Wherever the string "parked" shows up in the data below, copy the whole line.

*** DATASET ***

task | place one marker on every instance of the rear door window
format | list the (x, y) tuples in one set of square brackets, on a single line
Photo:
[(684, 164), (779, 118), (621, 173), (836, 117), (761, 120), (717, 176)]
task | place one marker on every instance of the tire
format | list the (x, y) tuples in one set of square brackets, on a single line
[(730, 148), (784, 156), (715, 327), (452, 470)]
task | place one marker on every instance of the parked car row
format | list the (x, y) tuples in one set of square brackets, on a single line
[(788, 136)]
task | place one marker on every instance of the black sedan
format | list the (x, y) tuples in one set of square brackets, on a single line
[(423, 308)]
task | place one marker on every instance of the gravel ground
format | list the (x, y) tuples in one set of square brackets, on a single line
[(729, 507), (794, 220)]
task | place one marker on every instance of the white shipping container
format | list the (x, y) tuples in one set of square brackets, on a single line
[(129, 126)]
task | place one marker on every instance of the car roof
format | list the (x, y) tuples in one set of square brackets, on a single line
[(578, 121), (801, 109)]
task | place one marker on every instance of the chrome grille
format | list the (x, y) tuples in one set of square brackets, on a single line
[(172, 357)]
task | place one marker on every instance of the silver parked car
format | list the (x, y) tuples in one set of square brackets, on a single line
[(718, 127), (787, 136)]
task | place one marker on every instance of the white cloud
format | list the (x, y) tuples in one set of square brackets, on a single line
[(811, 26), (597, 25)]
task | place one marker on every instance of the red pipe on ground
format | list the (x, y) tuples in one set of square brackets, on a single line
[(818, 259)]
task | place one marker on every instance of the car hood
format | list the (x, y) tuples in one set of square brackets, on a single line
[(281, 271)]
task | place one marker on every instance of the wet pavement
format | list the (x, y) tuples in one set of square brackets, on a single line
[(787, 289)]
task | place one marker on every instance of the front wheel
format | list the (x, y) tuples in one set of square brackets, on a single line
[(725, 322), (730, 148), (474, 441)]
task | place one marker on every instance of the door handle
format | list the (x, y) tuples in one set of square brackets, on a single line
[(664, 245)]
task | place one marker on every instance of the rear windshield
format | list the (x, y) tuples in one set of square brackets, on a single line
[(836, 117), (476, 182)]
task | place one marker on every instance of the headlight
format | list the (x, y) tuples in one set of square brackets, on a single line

*** End of DATASET ***

— TASK SOLUTION —
task | place one marker on every instance of the parked car row
task | place one marker on every instance of the silver parked car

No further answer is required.